§ WHAT TO PRODUCE
Copy each line of the listing below exactly.

§ SUPPLIED INFORMATION
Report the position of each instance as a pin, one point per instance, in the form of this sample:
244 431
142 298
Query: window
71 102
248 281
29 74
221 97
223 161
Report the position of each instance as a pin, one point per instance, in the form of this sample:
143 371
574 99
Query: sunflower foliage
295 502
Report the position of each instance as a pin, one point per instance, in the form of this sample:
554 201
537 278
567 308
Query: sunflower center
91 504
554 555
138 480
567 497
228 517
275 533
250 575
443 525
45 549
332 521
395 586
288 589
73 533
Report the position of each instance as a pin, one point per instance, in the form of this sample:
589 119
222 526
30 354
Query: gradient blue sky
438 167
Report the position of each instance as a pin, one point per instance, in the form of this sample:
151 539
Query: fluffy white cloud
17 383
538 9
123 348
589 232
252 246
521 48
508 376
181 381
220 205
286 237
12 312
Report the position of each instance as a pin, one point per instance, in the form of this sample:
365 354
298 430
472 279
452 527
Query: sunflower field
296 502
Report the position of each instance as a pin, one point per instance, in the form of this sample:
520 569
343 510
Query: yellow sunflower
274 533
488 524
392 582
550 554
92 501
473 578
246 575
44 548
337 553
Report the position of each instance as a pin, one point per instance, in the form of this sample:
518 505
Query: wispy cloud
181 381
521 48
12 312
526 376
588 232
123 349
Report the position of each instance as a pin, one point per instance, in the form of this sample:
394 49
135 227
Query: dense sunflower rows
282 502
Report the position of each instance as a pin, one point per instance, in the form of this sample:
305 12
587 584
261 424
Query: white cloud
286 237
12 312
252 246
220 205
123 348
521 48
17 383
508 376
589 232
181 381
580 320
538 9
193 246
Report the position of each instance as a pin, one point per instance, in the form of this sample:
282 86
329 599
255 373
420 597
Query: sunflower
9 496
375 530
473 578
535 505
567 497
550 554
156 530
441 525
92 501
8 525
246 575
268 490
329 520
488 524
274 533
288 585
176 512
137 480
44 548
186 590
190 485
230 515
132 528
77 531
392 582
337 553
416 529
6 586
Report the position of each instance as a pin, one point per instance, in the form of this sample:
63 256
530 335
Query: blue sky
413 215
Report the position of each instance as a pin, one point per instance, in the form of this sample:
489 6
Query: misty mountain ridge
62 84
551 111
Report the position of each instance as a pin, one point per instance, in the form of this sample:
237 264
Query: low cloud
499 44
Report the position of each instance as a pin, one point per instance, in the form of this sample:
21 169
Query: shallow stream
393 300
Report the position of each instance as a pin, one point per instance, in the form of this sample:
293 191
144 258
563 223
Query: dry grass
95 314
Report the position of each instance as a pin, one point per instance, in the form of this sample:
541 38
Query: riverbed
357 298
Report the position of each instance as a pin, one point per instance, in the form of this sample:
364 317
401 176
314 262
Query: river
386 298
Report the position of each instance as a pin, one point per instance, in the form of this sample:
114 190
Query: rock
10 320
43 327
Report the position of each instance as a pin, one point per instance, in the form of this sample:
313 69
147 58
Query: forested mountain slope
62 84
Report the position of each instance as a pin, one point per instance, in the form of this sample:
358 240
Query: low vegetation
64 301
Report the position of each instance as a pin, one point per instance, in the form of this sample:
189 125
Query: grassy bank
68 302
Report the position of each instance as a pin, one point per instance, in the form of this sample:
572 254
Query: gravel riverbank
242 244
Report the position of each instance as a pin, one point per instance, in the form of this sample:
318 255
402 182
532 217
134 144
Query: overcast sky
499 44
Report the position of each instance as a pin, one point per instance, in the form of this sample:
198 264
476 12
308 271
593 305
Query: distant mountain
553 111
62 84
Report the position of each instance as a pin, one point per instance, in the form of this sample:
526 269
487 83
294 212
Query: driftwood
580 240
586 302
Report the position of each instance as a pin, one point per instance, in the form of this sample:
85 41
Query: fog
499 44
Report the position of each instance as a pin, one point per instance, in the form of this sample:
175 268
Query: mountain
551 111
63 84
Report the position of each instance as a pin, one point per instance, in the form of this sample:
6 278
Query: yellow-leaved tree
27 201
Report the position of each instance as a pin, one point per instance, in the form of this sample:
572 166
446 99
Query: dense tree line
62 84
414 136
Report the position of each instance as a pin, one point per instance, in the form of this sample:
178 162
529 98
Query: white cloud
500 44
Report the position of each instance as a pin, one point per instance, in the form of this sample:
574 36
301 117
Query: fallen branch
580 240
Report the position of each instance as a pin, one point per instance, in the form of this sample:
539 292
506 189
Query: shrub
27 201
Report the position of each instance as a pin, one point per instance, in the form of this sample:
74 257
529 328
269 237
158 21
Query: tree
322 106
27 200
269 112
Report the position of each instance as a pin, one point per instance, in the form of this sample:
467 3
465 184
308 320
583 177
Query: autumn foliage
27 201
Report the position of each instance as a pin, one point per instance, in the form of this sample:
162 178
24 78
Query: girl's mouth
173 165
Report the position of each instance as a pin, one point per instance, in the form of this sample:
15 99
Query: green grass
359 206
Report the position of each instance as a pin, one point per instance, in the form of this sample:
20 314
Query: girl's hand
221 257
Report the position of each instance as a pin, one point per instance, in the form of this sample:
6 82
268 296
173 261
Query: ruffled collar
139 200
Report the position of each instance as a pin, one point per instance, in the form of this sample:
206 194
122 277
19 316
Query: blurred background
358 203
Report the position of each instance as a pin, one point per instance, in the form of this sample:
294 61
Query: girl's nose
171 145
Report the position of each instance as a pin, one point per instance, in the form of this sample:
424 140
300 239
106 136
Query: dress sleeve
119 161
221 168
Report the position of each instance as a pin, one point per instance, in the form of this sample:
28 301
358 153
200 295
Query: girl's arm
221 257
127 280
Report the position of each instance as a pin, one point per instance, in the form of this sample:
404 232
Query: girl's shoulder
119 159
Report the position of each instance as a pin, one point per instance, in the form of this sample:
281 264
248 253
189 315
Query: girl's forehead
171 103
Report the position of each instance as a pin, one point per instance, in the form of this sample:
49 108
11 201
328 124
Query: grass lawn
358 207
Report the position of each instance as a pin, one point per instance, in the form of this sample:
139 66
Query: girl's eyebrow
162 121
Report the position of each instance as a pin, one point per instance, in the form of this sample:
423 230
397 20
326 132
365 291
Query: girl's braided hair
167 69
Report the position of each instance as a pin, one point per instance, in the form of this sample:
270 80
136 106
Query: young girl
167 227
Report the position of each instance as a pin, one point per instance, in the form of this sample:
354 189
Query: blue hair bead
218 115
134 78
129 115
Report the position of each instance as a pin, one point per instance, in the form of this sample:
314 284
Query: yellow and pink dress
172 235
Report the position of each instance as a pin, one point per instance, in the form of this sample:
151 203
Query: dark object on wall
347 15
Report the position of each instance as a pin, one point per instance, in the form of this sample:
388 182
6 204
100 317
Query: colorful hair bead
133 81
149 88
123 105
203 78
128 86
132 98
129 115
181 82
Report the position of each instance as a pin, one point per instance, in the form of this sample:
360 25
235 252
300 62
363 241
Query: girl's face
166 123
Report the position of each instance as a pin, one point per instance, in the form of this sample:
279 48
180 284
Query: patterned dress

§ RESULT FOR THIS EXERCISE
Report the position of each instance as a pin, one point per instance, in the form of this sample:
244 431
142 298
Query: window
71 102
248 281
29 74
221 97
223 161
Report the position of each instance as a pin, one point per instance, in the form of this sample:
143 371
574 99
Query: sunflower foliage
295 502
Report the position of each instance as a pin, one point per instance, in the form of this sample:
554 201
537 278
567 308
Query: sunflower center
91 504
554 555
138 480
567 497
228 517
275 533
250 575
443 525
45 549
332 521
395 586
288 589
73 533
Report the position of each instance as a pin, one point per instance, in the form of this sample:
589 119
222 526
30 354
Query: gradient blue sky
438 167
Report the position of each instance as a pin, one point per instance, in the form of this sample:
151 539
Query: fluffy white cloud
17 383
538 9
123 348
589 232
252 246
521 48
508 376
181 381
220 205
286 237
12 312
Report the position of each instance as a pin, one point per instance, in the form of this sample:
365 354
298 430
472 279
452 527
Query: sunflower field
296 502
Report the position of each instance as a pin, one point per instance, in the form of this sample:
520 569
343 510
Query: yellow sunflower
274 533
488 524
392 582
550 554
92 501
473 578
246 575
44 548
337 553
Report the position of each instance as a pin, one point per instance, in the form of this sample:
518 505
Query: wispy cloud
181 381
521 48
12 312
526 376
588 232
123 349
Report the position of each instance as a pin, one point per instance, in the form of this sample:
394 49
135 227
Query: dense sunflower rows
282 502
Report the position of each instance as a pin, one point per instance, in the form of this sample:
305 12
587 584
261 424
Query: white cloud
286 237
12 312
252 246
220 205
123 348
521 48
17 383
508 376
589 232
181 381
580 320
538 9
193 246
Report the position of each instance as a pin, one point per instance, in the form of this sample:
282 86
329 599
255 373
420 597
Query: sunflower
9 496
375 530
473 578
535 505
567 497
550 554
156 530
441 525
92 501
8 525
246 575
268 490
329 520
488 524
274 533
288 585
176 512
137 480
44 548
186 590
190 485
230 515
132 528
77 531
392 582
337 553
416 529
6 586
Report the position of each instance as a pin, one point per instance, in the form of this sample:
63 256
530 335
Query: blue sky
413 215
Report the position of each instance as a pin, one point per instance, in the form of this sample:
489 6
Query: misty mountain ridge
62 84
551 111
Report the position of each instance as a pin, one point per instance, in the form of this sample:
237 264
Query: low cloud
499 44
Report the position of each instance as a pin, one point per instance, in the form of this sample:
21 169
Query: shallow stream
393 300
Report the position of each instance as a pin, one point per instance, in the form of this sample:
293 191
144 258
563 223
Query: dry grass
95 314
Report the position of each instance as a pin, one point per instance, in the form of this sample:
541 38
Query: riverbed
357 298
Report the position of each instance as a pin, one point per instance, in the form of this sample:
364 317
401 176
314 262
Query: river
386 298
Report the position of each instance as a pin, one point per instance, in the form of this sample:
114 190
Query: rock
10 320
43 327
Report the position of each instance as a pin, one point per instance, in the form of this sample:
313 69
147 58
Query: forested mountain slope
62 84
Report the position of each instance as a pin, one point per instance, in the form of this sample:
358 240
Query: low vegetation
64 301
Report the position of each instance as a pin, one point per instance, in the form of this sample:
189 125
Query: grassy bank
68 302
Report the position of each instance as a pin, one point per instance, in the form of this sample:
572 254
Query: gravel riverbank
242 244
Report the position of each instance as a pin, one point per instance, in the form of this sample:
318 255
402 182
532 217
134 144
Query: overcast sky
499 44
Report the position of each instance as a pin, one point per instance, in the form of this sample:
198 264
476 12
308 271
593 305
Query: distant mountain
553 111
62 84
Report the position of each instance as a pin, one point per instance, in the form of this sample:
526 269
487 83
294 212
Query: driftwood
580 240
586 302
Report the position of each instance as a pin, one point per instance, in the form of this sample:
85 41
Query: fog
499 44
Report the position of each instance as a pin, one point per instance, in the form of this sample:
175 268
Query: mountain
551 111
63 84
Report the position of each instance as a pin, one point per instance, in the form of this sample:
6 278
Query: yellow-leaved tree
27 201
Report the position of each instance as a pin, one point per instance, in the form of this sample:
572 166
446 99
Query: dense tree line
62 84
414 136
Report the position of each instance as a pin, one point per instance, in the form of this sample:
178 162
529 98
Query: white cloud
500 44
Report the position of each instance as a pin, one point per instance, in the form of this sample:
574 36
301 117
Query: fallen branch
580 240
Report the position of each instance as a pin, one point per instance, in the form of this sample:
539 292
506 189
Query: shrub
27 201
Report the position of each instance as a pin, one point per instance, in the form of this sample:
74 257
529 328
269 237
158 21
Query: tree
322 106
27 200
269 112
Report the position of each instance as a pin, one point per instance, in the form of this sample:
467 3
465 184
308 320
583 177
Query: autumn foliage
27 201
Report the position of each instance as a pin, one point per instance, in the form of this sample:
162 178
24 78
Query: girl's mouth
173 165
Report the position of each instance as a pin, one point per instance, in the form of this sample:
15 99
Query: green grass
359 206
Report the position of each instance as a pin, one point per instance, in the form of this sample:
20 314
Query: girl's hand
221 257
Report the position of each instance as a pin, one point per instance, in the form of this sample:
6 82
268 296
173 261
Query: ruffled collar
139 200
Report the position of each instance as a pin, one point per instance, in the form of this sample:
206 194
122 277
19 316
Query: blurred background
358 203
Report the position of each instance as a pin, one point per instance, in the form of this sample:
294 61
Query: girl's nose
171 145
Report the position of each instance as a pin, one point per instance, in the form of this sample:
424 140
300 239
106 136
Query: dress sleeve
119 161
221 168
Report the position of each instance as a pin, one point per instance, in the form of this sample:
28 301
358 153
200 295
Query: girl's arm
221 257
127 280
Report the position of each instance as a pin, one point per instance, in the form of this sample:
404 232
Query: girl's shoulder
119 159
Report the position of each instance as a pin, one point per instance, in the form of this sample:
281 264
248 253
189 315
Query: girl's forehead
171 103
Report the position of each instance as a pin, one point per instance, in the form of this sample:
49 108
11 201
328 124
Query: grass lawn
358 207
Report the position of each instance as a pin, one point per instance, in the form of this sample:
139 66
Query: girl's eyebrow
162 121
Report the position of each instance as a pin, one point per instance, in the form of this sample:
423 230
397 20
326 132
365 291
Query: girl's braided hair
167 69
Report the position of each instance as a pin, one point per instance, in the form of this sample:
270 80
136 106
Query: young girl
167 227
Report the position of each instance as a pin, one point per instance, in the form of this sample:
354 189
Query: blue hair bead
218 115
134 78
129 115
Report the position of each instance as a pin, one point per instance, in the form of this sample:
314 284
Query: yellow and pink dress
172 235
Report the position of each instance as a pin, one point per instance, in the form of this sample:
151 203
Query: dark object on wall
347 15
Report the position of each instance as a pin, one point per instance, in the form of this sample:
388 182
6 204
100 317
Query: colorful hair bead
133 81
149 88
123 105
203 78
128 86
132 98
129 115
181 82
Report the position of each instance as a pin, one point per instance, in the form of this sample:
360 25
235 252
300 62
363 241
Query: girl's face
166 123
Report the position of each instance as a pin, one point per instance, in the form of this sample:
279 48
180 284
Query: patterned dress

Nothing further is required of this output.